### YOUR ASSIGNMENT
The material below holds a span beginning at the line with "negative clicks: (133, 147) (131, 138)" and ending at the line with "negative clicks: (661, 532)". Quote that span exactly, both ends included, and only that span.

>>>

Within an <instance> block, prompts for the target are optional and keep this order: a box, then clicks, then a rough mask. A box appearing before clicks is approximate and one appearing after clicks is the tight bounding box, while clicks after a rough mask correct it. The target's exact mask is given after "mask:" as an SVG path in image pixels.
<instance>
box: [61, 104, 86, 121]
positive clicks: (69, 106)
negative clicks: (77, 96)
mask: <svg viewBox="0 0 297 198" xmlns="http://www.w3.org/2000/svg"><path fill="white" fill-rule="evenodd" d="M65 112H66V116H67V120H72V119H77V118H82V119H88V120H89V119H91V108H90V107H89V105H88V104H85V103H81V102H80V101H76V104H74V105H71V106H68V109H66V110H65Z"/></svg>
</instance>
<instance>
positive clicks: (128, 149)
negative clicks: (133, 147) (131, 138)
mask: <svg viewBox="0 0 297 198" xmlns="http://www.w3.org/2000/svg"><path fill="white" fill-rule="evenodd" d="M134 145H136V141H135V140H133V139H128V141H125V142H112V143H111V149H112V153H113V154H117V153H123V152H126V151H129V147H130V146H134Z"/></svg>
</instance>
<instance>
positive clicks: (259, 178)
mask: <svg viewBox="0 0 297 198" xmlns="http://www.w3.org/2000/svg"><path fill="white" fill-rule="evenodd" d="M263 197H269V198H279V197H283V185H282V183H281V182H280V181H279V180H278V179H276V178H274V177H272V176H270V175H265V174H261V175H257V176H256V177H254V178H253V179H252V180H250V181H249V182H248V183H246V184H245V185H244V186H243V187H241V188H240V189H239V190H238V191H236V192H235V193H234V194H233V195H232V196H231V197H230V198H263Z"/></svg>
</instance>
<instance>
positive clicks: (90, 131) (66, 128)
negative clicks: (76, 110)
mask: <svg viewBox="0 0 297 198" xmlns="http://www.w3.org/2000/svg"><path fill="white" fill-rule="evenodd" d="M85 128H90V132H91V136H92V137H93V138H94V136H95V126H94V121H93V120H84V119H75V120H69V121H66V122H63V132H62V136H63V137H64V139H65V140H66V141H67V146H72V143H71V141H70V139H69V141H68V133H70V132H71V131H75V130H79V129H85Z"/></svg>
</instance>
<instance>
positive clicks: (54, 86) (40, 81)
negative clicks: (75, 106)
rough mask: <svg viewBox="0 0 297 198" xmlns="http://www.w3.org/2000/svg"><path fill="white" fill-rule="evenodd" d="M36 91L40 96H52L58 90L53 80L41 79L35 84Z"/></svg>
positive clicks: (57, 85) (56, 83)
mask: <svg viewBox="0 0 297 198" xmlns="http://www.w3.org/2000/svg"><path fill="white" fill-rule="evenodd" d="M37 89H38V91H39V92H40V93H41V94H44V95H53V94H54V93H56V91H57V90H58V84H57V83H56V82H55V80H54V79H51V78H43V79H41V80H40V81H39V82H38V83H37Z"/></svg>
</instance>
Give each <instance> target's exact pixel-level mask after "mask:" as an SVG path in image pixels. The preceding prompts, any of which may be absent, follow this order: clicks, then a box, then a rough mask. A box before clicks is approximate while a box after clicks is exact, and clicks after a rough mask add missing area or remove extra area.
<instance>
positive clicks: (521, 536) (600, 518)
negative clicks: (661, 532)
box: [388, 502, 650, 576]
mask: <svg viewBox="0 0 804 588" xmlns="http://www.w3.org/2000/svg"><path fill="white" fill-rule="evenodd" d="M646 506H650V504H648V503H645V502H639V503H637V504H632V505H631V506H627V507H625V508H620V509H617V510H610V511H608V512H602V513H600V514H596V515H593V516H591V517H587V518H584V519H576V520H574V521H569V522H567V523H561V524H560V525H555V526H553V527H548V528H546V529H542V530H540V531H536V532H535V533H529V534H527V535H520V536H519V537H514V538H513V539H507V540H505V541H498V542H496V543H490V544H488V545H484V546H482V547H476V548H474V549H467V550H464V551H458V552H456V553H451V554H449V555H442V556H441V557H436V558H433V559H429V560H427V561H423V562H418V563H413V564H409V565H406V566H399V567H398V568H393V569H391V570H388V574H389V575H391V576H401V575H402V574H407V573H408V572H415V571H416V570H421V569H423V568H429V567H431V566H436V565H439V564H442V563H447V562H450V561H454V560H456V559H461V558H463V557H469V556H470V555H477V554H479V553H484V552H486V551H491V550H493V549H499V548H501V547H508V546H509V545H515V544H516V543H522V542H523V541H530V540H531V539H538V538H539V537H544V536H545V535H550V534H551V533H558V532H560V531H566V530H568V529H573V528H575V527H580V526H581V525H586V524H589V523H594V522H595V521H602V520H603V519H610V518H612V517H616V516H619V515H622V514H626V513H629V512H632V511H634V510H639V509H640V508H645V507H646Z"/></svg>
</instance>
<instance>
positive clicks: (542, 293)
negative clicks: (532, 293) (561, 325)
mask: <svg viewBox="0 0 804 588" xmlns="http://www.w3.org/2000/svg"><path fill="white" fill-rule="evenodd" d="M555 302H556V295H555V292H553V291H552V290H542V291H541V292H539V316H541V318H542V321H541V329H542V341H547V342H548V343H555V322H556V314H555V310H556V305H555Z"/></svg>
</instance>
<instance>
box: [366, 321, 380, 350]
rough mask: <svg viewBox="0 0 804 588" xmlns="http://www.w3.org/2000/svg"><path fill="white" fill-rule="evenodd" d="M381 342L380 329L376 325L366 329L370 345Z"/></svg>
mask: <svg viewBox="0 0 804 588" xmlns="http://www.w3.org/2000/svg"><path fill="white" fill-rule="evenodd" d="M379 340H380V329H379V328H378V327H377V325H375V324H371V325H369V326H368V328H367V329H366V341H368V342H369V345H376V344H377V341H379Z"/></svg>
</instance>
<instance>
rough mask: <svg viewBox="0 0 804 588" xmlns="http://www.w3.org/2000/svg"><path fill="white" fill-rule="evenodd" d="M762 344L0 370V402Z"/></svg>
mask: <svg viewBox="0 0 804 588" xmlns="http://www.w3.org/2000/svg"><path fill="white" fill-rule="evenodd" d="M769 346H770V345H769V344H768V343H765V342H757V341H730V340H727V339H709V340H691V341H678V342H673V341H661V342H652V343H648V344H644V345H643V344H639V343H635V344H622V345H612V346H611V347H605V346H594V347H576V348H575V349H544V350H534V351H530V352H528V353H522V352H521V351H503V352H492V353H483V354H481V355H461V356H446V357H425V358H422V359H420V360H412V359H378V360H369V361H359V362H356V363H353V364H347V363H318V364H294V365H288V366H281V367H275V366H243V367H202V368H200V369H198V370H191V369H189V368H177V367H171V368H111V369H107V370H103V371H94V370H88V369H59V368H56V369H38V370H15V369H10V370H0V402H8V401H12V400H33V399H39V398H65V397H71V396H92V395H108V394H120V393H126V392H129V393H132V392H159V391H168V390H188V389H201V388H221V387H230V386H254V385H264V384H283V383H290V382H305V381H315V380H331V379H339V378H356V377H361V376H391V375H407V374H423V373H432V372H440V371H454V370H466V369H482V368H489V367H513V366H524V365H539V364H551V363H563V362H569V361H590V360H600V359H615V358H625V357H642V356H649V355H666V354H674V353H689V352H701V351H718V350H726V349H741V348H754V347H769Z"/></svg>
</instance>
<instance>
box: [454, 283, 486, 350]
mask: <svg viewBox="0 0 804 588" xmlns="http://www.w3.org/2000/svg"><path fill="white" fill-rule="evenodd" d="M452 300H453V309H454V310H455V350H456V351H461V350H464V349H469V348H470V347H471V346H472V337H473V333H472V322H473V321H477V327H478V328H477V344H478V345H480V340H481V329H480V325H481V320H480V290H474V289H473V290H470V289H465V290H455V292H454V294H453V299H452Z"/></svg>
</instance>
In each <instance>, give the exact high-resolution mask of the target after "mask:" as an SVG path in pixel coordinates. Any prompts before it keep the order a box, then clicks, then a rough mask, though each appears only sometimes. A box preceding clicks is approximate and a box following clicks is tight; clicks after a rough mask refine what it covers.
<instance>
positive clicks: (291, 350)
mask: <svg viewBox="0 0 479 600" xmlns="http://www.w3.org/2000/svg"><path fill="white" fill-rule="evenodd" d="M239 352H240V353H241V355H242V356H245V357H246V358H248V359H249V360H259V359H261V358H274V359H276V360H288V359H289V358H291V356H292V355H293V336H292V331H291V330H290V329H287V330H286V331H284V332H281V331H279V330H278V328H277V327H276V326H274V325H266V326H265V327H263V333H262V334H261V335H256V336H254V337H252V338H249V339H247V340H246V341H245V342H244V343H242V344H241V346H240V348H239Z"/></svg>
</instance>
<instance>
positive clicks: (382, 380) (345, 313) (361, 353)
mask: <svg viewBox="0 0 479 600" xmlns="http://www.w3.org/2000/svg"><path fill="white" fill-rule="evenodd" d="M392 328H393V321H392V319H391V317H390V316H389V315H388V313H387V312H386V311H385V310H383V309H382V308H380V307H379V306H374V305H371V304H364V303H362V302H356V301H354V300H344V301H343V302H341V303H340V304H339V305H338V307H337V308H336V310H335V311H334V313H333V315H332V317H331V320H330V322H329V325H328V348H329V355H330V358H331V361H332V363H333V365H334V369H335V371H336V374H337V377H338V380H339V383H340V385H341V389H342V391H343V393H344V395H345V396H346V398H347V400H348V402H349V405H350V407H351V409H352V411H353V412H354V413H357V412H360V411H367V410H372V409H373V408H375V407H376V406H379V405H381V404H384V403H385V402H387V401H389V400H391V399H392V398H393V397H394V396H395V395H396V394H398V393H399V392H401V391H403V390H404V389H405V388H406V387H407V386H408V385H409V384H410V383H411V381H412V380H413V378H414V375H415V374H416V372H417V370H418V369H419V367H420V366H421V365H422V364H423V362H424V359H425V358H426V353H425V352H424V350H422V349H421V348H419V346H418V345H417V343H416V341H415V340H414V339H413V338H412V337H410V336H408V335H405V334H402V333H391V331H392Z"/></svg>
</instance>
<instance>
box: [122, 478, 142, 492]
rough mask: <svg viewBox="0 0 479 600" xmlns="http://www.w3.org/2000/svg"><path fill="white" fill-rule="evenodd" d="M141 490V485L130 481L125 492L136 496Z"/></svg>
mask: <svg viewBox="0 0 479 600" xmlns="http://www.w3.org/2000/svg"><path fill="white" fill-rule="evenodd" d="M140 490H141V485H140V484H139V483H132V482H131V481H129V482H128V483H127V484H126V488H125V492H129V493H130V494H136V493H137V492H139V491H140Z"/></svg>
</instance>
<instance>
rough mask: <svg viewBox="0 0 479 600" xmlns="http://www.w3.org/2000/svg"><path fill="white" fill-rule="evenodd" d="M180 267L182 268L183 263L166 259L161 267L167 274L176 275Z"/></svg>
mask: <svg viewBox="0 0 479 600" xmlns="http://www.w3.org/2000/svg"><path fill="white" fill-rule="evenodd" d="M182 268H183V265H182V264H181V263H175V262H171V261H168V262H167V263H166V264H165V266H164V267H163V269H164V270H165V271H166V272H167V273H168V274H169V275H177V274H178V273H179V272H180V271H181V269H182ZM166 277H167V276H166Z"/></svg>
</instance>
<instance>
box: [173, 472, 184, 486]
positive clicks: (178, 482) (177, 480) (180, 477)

<<<

### TASK ANSWER
negative clicks: (133, 147) (131, 138)
mask: <svg viewBox="0 0 297 198" xmlns="http://www.w3.org/2000/svg"><path fill="white" fill-rule="evenodd" d="M134 145H136V141H135V140H133V139H128V141H125V142H112V143H111V149H112V153H113V154H117V153H123V152H126V151H129V147H130V146H134Z"/></svg>
</instance>
<instance>
positive clicks: (259, 178)
mask: <svg viewBox="0 0 297 198" xmlns="http://www.w3.org/2000/svg"><path fill="white" fill-rule="evenodd" d="M263 197H269V198H279V197H283V185H282V183H281V182H280V181H279V180H278V179H276V178H274V177H272V176H270V175H265V174H261V175H257V176H256V177H254V178H253V179H252V180H250V181H249V182H248V183H246V184H245V185H244V186H243V187H241V188H240V189H239V190H238V191H236V192H235V193H234V194H233V195H232V196H231V197H230V198H263Z"/></svg>
</instance>
<instance>
positive clicks: (90, 131) (66, 128)
negative clicks: (76, 110)
mask: <svg viewBox="0 0 297 198" xmlns="http://www.w3.org/2000/svg"><path fill="white" fill-rule="evenodd" d="M85 128H90V132H91V136H92V137H93V138H94V136H95V126H94V121H93V120H84V119H75V120H69V121H66V122H63V132H62V136H63V137H64V139H65V140H66V141H67V146H72V143H71V141H70V139H69V141H68V133H70V132H71V131H75V130H79V129H85Z"/></svg>
</instance>
<instance>
positive clicks: (54, 86) (40, 81)
negative clicks: (75, 106)
rough mask: <svg viewBox="0 0 297 198" xmlns="http://www.w3.org/2000/svg"><path fill="white" fill-rule="evenodd" d="M36 91L40 96H52L58 90L53 80L41 79L35 84Z"/></svg>
positive clicks: (57, 85) (56, 83)
mask: <svg viewBox="0 0 297 198" xmlns="http://www.w3.org/2000/svg"><path fill="white" fill-rule="evenodd" d="M37 89H38V91H39V92H40V93H41V94H44V95H53V94H54V93H56V91H57V90H58V84H57V83H56V82H55V80H54V79H51V78H43V79H41V80H40V81H39V82H38V83H37Z"/></svg>
</instance>
Give each <instance> target's exact pixel-level mask after "mask:" as an SVG path in image pixels. The preceding prompts, any of which may be absent, follow this order: clicks, then a box, then a rough mask. A box before clicks is approximate while a box after clicks is exact, and clicks after a rough mask add missing area or remove extra area.
<instance>
positive clicks: (521, 536) (600, 518)
negative clicks: (661, 532)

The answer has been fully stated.